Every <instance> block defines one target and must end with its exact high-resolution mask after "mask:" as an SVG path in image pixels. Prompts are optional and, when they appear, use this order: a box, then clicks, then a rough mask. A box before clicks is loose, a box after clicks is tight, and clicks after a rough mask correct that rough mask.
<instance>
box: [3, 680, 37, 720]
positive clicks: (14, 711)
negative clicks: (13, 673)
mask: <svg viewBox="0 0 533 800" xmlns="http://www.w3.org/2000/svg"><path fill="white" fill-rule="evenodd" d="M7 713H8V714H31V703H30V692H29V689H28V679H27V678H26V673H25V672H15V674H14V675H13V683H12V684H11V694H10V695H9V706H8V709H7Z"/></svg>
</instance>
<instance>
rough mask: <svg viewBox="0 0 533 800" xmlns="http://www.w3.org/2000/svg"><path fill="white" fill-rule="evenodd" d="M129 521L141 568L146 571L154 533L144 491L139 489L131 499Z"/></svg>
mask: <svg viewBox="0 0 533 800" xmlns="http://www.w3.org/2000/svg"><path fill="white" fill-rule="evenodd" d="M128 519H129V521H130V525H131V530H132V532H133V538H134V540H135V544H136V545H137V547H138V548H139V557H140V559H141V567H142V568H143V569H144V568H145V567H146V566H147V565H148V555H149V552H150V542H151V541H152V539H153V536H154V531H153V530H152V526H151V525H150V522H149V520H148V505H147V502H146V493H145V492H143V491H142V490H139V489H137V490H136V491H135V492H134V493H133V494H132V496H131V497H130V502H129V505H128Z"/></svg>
◇ ◇ ◇
TASK ITEM: Nothing in the records should be altered when they are written out again.

EXERCISE SOLUTION:
Every <instance> block defines one target and must end with its exact high-resolution mask after "mask:" as an SVG path in image pixels. Prompts are optional and, when they appear, use this order: a box, then clicks, then a rough mask. A box before clicks is loose, a box after clicks is tight, and clicks after a rough mask correct that rough mask.
<instance>
box: [3, 680, 37, 720]
positive clicks: (14, 711)
negative clicks: (13, 673)
mask: <svg viewBox="0 0 533 800" xmlns="http://www.w3.org/2000/svg"><path fill="white" fill-rule="evenodd" d="M7 713H8V714H31V703H30V692H29V689H28V679H27V678H26V673H25V672H15V674H14V675H13V683H12V684H11V694H10V695H9V706H8V709H7Z"/></svg>
</instance>
<instance>
rough mask: <svg viewBox="0 0 533 800" xmlns="http://www.w3.org/2000/svg"><path fill="white" fill-rule="evenodd" d="M129 521L141 568L146 571L154 533L144 491L139 489L131 499Z"/></svg>
mask: <svg viewBox="0 0 533 800" xmlns="http://www.w3.org/2000/svg"><path fill="white" fill-rule="evenodd" d="M128 519H129V521H130V525H131V530H132V532H133V538H134V540H135V544H136V545H137V547H138V548H139V557H140V559H141V567H142V568H143V569H144V568H145V567H146V566H147V565H148V555H149V552H150V542H151V541H152V539H153V536H154V531H153V530H152V526H151V525H150V522H149V520H148V505H147V502H146V493H145V492H143V491H142V490H139V489H137V490H136V491H135V492H134V493H133V494H132V496H131V497H130V502H129V505H128Z"/></svg>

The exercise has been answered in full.